Source material
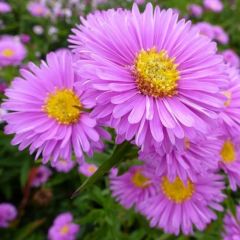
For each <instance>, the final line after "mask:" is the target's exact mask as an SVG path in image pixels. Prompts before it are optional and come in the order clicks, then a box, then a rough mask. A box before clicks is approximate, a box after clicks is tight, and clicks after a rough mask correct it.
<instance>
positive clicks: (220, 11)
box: [203, 0, 223, 12]
mask: <svg viewBox="0 0 240 240" xmlns="http://www.w3.org/2000/svg"><path fill="white" fill-rule="evenodd" d="M203 5H204V7H205V8H206V9H208V10H210V11H213V12H221V11H222V10H223V4H222V2H221V0H203Z"/></svg>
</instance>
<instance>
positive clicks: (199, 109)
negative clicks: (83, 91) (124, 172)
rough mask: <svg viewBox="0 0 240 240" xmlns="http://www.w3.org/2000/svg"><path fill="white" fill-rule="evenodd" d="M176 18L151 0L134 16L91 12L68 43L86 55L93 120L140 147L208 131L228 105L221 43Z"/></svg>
mask: <svg viewBox="0 0 240 240" xmlns="http://www.w3.org/2000/svg"><path fill="white" fill-rule="evenodd" d="M177 18H178V15H177V14H174V13H173V11H172V10H171V9H169V10H167V11H166V10H162V11H160V8H159V7H156V8H155V10H154V12H153V7H152V5H151V4H150V3H149V4H147V7H146V9H145V11H144V12H143V13H140V12H139V9H138V7H137V5H136V4H135V5H134V7H133V9H132V12H129V11H123V10H116V11H114V10H109V11H106V12H97V13H96V14H95V15H93V14H90V15H89V16H88V17H87V19H86V20H85V19H82V25H79V26H78V27H77V28H76V29H73V33H74V34H72V35H71V36H70V38H69V42H70V43H71V44H72V45H71V47H72V48H73V51H74V52H75V53H76V54H77V55H79V56H81V58H82V59H79V61H77V62H76V64H75V65H76V71H77V72H78V74H79V75H81V76H84V79H87V80H86V84H89V86H90V88H92V89H94V90H95V93H94V95H93V96H94V98H96V107H95V108H94V111H93V112H92V115H93V116H94V117H96V118H97V119H99V121H101V122H102V123H104V124H106V125H107V126H111V127H113V128H115V129H116V131H117V134H118V136H119V138H120V139H123V140H124V139H126V140H131V139H134V141H135V143H136V144H137V145H138V146H141V147H144V145H145V144H146V142H148V143H150V144H151V143H152V144H155V143H157V144H161V143H162V142H163V140H164V138H168V139H170V140H171V143H172V144H175V142H176V139H182V140H183V139H184V137H186V136H188V135H189V134H191V133H193V132H201V133H206V132H207V131H208V128H209V124H210V122H211V121H210V120H211V119H215V118H217V114H218V112H219V111H220V110H221V109H222V107H223V106H224V99H225V97H224V96H222V94H221V93H220V92H219V91H220V89H221V87H222V86H224V85H225V84H226V79H227V76H226V74H225V73H224V69H225V66H224V65H223V61H222V57H221V56H218V55H216V44H215V43H213V42H210V41H209V39H207V38H205V37H203V36H201V35H199V33H198V32H197V31H196V30H195V29H193V28H191V23H190V22H185V20H181V21H177ZM123 36H124V37H123ZM146 36H147V37H146Z"/></svg>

Work instructions
Reproduce only the stretch of the records from the line containing "</instance>" through the line containing "rough mask: <svg", changing "negative clicks" to "background clicks" and keeping everything else unchanged.

Written reply
</instance>
<instance>
positive clicks: (199, 109)
background clicks: (83, 91) (124, 172)
rough mask: <svg viewBox="0 0 240 240" xmlns="http://www.w3.org/2000/svg"><path fill="white" fill-rule="evenodd" d="M176 18L151 0L134 16L91 12L68 43L86 55L93 120L140 147L208 131L228 105L221 43Z"/></svg>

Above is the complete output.